INFORMATION: Begin

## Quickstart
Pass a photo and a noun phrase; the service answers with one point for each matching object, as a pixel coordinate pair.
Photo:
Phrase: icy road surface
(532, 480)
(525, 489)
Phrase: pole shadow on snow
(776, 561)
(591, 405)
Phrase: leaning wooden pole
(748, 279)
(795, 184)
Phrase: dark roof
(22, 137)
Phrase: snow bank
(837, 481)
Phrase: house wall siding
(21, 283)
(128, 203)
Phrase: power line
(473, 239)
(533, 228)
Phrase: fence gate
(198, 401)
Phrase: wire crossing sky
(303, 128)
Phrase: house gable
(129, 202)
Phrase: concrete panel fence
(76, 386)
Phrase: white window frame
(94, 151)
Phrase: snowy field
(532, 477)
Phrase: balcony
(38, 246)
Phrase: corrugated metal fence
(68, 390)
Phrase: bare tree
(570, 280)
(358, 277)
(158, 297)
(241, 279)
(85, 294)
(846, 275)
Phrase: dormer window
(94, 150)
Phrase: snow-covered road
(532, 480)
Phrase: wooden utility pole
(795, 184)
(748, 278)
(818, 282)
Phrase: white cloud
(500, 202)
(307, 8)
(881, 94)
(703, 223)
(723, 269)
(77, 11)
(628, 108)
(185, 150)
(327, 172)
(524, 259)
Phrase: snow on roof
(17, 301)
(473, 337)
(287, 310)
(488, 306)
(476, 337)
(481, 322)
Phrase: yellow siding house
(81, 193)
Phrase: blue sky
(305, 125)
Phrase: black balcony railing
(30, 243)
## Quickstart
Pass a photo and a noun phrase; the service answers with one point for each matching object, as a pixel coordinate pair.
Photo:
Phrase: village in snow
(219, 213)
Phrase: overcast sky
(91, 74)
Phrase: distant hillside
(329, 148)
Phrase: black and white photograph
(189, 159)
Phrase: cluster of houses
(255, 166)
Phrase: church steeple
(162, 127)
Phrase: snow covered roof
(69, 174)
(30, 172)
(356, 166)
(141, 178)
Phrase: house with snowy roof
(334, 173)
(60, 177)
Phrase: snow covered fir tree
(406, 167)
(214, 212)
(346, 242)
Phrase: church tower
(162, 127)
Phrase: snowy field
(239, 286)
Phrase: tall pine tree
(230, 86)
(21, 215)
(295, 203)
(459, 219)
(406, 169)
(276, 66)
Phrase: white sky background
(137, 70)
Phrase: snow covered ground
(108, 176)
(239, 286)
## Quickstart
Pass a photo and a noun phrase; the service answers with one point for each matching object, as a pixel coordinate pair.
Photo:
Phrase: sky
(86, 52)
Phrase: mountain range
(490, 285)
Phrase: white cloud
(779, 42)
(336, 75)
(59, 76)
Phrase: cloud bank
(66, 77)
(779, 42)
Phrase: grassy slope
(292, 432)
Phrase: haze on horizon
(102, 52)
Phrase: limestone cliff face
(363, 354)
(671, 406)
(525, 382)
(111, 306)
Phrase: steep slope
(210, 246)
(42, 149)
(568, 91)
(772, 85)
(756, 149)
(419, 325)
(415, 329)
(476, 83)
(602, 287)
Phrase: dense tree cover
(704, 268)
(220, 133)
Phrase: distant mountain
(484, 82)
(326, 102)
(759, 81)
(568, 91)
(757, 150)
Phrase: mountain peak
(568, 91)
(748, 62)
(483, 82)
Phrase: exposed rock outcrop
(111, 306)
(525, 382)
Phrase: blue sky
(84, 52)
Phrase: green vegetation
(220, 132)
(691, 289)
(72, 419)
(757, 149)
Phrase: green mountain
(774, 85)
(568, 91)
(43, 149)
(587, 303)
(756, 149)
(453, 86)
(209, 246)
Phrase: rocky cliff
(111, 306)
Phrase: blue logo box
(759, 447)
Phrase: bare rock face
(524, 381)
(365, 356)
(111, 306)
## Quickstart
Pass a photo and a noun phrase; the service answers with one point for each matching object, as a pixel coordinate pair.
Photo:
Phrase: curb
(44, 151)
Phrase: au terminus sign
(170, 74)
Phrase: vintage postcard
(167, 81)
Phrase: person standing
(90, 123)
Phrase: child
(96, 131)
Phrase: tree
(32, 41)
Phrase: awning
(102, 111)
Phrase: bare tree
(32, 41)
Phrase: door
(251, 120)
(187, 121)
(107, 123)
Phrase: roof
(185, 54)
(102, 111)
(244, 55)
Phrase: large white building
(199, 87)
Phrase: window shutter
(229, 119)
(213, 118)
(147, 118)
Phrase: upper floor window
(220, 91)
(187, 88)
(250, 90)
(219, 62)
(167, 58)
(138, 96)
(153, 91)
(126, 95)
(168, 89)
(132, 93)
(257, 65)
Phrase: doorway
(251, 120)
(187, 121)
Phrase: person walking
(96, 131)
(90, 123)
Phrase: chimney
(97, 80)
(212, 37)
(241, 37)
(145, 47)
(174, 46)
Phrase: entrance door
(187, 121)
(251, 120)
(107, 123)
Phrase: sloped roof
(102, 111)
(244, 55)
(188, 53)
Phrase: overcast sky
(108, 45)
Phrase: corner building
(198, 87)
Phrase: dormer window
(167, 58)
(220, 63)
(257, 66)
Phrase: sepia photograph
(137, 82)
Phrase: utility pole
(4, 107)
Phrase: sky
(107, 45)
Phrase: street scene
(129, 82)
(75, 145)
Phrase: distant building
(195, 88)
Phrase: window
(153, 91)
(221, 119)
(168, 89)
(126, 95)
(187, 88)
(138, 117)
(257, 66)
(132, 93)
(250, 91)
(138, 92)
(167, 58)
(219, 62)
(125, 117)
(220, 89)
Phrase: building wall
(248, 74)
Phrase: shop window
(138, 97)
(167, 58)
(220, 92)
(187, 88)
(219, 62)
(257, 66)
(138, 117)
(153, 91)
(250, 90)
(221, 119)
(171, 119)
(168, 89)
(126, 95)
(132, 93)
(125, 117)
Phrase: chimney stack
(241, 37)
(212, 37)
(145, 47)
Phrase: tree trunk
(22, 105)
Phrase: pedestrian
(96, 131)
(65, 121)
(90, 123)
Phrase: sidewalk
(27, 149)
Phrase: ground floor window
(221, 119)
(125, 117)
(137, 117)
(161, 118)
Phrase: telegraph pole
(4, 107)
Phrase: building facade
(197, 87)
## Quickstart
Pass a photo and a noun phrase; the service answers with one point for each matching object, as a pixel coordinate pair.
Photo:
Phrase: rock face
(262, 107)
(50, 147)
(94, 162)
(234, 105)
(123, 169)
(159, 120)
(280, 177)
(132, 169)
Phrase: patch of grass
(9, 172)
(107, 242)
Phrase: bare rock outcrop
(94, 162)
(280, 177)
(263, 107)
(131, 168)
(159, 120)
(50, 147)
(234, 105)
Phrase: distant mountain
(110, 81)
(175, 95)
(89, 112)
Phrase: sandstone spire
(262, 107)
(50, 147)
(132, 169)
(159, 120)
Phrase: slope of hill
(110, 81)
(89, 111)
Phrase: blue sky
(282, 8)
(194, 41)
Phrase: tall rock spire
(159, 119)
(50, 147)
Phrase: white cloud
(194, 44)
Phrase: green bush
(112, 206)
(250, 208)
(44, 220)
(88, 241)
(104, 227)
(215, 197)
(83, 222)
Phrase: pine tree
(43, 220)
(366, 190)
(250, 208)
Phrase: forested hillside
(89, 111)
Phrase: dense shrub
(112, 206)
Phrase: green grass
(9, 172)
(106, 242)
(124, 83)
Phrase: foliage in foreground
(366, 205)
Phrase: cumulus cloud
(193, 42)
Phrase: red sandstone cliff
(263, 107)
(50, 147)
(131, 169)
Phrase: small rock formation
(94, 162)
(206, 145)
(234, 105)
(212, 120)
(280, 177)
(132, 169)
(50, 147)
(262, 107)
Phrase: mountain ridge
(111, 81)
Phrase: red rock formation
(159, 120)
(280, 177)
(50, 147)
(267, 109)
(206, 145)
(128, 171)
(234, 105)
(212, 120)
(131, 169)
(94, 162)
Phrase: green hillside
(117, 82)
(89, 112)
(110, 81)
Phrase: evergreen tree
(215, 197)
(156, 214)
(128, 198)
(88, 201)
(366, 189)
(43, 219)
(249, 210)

INFORMATION: End
INFORMATION: Begin

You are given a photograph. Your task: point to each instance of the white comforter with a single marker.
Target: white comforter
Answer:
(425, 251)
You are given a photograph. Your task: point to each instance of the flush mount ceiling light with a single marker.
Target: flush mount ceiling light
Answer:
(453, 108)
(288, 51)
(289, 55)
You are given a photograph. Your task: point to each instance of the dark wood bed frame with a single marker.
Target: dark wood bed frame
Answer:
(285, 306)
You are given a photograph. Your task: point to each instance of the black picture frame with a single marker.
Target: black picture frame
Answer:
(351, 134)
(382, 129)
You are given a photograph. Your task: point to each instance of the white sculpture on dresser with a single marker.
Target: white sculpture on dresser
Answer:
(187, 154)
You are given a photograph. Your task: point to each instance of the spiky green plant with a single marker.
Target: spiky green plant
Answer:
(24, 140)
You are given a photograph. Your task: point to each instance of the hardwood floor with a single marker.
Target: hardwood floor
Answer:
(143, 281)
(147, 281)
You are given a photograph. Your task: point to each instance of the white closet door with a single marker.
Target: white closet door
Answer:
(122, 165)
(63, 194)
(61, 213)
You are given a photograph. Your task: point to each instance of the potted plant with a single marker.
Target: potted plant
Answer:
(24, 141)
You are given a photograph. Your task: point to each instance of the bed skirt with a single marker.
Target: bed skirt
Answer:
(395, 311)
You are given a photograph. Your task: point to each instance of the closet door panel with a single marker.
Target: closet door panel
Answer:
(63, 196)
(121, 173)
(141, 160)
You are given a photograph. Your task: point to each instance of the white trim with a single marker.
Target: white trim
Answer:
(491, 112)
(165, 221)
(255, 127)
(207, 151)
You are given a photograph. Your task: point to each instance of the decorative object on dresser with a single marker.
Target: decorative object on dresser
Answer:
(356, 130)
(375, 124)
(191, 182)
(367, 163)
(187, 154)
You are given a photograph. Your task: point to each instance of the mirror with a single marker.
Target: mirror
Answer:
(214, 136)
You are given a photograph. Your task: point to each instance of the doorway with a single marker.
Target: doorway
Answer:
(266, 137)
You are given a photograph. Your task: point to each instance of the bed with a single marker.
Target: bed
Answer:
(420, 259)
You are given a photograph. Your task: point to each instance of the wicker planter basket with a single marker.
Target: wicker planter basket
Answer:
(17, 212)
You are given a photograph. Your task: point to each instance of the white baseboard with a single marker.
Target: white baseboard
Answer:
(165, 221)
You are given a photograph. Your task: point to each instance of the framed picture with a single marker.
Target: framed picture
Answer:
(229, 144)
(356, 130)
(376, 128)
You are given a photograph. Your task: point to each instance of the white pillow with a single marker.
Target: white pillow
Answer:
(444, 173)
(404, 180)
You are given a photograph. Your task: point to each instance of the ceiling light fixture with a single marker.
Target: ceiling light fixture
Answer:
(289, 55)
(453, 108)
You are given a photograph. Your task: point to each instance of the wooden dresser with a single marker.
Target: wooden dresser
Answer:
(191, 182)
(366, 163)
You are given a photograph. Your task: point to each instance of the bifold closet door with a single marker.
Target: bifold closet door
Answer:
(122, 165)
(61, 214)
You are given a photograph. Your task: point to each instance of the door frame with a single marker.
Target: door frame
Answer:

INFORMATION: End

:: ABOUT THIS TASK ::
Above are the records; copy every line in them that holds the word "ceiling".

:: YOUR SOLUTION ::
You are given a photograph. Your task: point to each instance of the flush mount ceiling light with a single marker.
Target: flush mount ceiling light
You are given a photograph. Your task: point to each instance of the ceiling light fixture with a single marker.
Target: ceiling light fixture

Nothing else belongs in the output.